▶ BRIEF
Pull every line that includes the word "utility" out of the data below and copy it.
------ STORED DATA ------
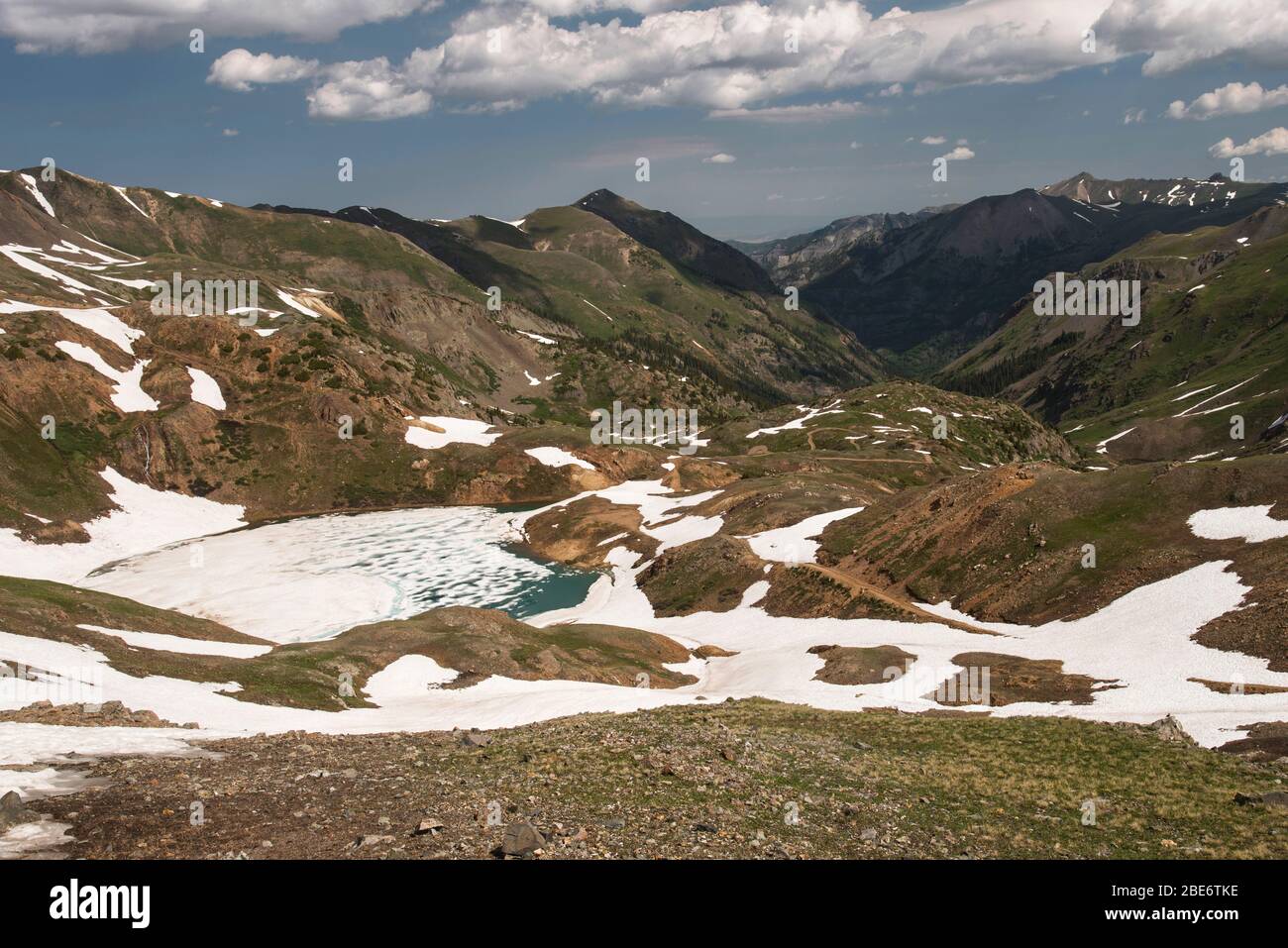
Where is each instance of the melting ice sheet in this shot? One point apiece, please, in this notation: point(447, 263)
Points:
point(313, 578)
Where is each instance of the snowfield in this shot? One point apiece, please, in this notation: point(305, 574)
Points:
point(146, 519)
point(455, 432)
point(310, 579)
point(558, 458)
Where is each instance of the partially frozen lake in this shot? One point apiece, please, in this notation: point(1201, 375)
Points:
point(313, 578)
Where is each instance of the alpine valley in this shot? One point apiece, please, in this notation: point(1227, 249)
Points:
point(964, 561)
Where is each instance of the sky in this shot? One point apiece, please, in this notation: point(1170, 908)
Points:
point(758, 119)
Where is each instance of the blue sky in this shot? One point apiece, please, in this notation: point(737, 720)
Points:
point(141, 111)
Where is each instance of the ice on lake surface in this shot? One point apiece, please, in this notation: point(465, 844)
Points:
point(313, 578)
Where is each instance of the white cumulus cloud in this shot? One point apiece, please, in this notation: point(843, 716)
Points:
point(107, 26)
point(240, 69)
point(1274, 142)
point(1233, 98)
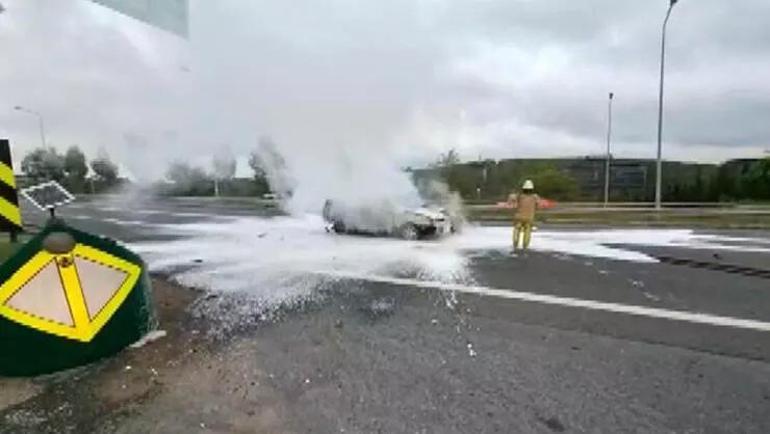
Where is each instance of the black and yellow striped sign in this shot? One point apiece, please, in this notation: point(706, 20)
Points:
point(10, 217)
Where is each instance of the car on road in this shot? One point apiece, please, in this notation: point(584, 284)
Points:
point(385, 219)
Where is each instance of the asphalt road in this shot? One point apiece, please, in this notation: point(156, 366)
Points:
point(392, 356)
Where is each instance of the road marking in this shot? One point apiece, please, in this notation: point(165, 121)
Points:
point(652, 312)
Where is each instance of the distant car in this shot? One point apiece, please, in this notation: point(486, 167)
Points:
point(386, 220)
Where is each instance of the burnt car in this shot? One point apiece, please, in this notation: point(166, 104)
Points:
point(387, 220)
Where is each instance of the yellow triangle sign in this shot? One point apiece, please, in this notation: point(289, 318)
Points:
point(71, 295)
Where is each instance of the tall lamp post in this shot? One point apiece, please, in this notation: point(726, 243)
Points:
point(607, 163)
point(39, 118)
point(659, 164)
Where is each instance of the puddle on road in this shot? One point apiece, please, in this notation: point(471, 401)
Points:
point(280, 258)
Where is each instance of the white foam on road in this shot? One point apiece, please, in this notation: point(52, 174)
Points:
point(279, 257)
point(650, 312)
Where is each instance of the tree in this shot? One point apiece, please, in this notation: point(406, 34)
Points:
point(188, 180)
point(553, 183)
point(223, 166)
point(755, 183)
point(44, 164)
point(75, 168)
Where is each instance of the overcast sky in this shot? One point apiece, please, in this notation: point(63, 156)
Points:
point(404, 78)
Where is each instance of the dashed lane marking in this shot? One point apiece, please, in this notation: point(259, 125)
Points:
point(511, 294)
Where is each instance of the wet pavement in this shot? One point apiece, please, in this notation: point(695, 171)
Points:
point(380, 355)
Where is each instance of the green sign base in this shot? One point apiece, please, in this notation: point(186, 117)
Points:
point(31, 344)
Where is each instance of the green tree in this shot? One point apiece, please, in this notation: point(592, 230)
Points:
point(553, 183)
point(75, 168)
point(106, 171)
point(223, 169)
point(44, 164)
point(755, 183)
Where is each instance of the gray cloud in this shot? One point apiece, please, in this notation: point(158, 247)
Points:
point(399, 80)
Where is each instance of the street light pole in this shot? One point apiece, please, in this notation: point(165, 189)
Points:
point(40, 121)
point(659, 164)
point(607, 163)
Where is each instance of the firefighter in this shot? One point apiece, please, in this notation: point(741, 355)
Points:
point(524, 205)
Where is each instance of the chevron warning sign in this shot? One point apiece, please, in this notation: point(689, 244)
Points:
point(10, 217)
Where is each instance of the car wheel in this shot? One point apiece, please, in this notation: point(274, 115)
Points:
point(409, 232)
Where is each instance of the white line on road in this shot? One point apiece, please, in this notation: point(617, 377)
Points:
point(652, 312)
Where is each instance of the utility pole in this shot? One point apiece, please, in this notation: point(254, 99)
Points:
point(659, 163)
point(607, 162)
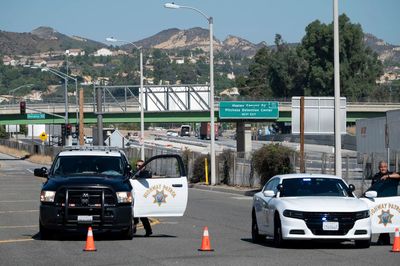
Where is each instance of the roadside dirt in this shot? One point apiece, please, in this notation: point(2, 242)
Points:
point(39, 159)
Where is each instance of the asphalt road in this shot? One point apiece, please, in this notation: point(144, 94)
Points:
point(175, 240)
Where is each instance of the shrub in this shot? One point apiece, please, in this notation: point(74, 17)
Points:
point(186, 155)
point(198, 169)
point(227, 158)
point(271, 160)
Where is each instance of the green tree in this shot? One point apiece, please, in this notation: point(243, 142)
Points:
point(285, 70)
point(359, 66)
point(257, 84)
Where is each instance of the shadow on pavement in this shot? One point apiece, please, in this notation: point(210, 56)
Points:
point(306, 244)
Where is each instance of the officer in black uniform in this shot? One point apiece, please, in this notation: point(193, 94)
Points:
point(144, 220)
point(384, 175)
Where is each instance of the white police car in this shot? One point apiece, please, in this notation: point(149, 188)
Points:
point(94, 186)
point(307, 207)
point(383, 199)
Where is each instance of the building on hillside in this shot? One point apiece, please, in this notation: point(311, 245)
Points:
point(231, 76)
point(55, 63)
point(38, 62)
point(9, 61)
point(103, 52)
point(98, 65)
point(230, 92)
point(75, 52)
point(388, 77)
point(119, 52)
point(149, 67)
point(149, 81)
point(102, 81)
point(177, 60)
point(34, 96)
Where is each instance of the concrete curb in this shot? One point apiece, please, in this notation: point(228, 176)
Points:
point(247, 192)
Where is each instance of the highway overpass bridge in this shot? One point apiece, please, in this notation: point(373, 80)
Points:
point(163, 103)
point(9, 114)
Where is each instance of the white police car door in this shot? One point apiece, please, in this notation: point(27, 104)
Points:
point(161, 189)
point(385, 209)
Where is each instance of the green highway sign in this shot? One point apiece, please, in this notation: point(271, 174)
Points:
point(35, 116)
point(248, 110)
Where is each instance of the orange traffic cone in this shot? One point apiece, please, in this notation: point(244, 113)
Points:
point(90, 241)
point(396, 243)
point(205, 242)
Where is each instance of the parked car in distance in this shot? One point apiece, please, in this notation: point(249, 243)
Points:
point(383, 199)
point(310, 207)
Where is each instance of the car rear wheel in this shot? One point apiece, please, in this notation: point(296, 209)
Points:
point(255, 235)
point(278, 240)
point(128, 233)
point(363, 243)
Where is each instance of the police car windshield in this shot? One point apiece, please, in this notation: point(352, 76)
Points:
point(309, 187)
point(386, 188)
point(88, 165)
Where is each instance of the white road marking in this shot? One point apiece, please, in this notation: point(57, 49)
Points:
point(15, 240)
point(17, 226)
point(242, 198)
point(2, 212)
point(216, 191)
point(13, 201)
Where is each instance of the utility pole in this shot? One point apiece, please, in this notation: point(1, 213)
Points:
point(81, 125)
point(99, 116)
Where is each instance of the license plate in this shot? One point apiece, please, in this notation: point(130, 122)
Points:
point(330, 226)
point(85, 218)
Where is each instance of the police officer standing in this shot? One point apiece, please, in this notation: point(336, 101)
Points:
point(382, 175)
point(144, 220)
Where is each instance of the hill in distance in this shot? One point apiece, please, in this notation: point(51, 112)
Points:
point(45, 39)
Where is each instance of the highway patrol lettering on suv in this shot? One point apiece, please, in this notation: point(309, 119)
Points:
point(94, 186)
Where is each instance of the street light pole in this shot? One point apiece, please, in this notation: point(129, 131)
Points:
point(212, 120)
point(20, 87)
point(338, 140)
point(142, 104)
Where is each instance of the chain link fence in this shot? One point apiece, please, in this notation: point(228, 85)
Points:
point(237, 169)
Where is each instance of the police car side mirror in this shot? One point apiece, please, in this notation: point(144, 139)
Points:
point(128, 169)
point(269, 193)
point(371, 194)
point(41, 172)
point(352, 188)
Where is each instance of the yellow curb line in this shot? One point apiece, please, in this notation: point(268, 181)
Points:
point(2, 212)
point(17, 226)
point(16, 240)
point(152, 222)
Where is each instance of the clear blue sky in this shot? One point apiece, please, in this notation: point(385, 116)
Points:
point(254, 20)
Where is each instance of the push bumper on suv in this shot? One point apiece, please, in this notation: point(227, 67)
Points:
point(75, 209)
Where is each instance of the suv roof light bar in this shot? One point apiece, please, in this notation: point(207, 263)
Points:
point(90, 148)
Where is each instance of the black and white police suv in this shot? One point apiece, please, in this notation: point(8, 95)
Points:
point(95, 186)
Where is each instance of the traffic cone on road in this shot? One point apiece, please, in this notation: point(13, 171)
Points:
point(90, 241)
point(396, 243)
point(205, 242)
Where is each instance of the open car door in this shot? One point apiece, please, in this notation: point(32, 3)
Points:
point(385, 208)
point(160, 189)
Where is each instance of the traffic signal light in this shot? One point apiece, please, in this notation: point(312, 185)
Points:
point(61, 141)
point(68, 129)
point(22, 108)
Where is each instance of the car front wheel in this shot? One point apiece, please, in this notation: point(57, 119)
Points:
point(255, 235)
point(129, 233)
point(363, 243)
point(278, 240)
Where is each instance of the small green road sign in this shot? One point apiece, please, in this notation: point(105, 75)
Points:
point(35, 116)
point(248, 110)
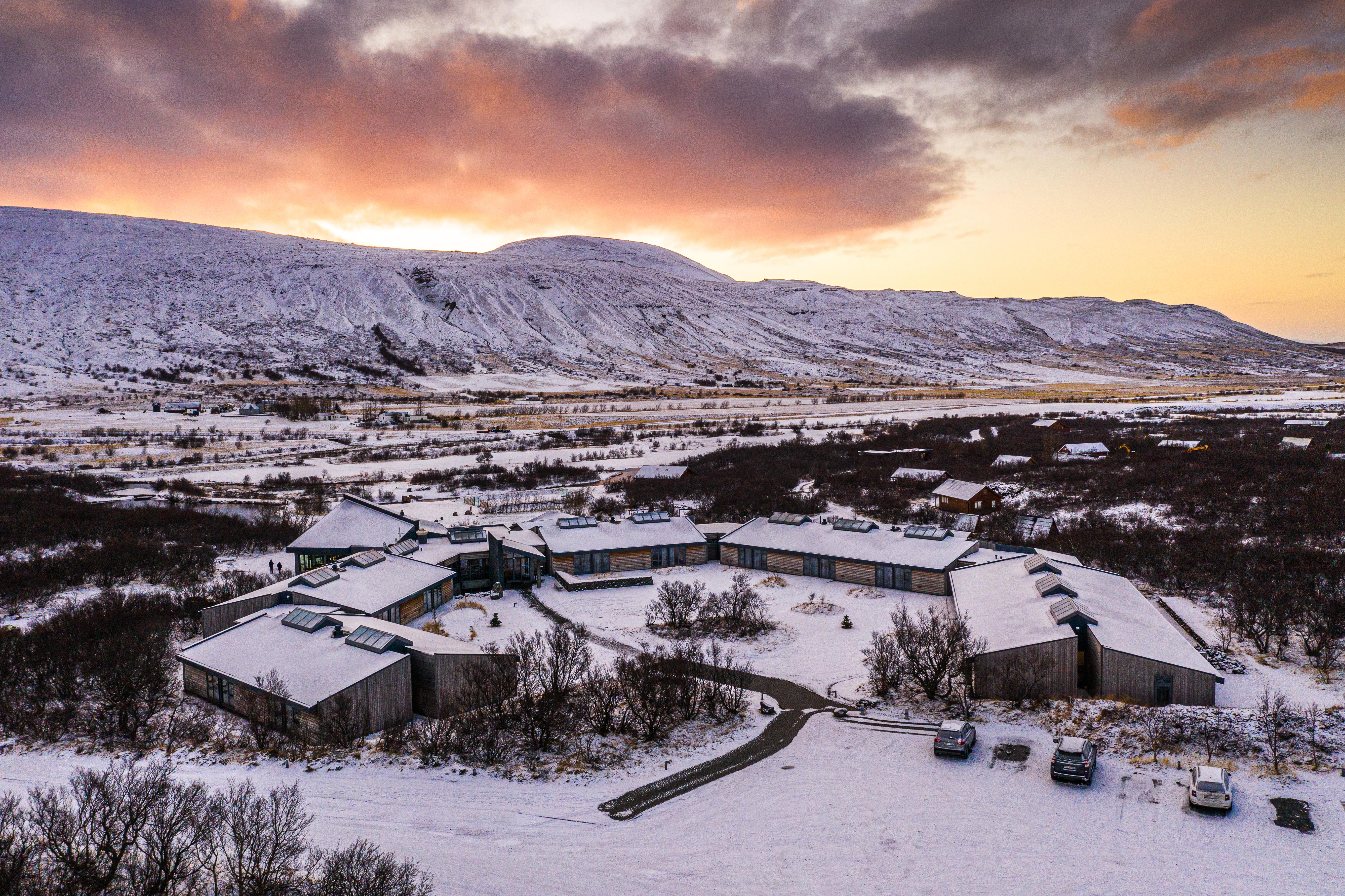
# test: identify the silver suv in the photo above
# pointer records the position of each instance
------
▶ RESULT OF THIS TASK
Where is each instance of the utility pole in this shot? One point apiece, please, in this notation: point(254, 99)
Where is each instance of the utility pole in this shot? One point apiece, please, in this notation: point(1, 213)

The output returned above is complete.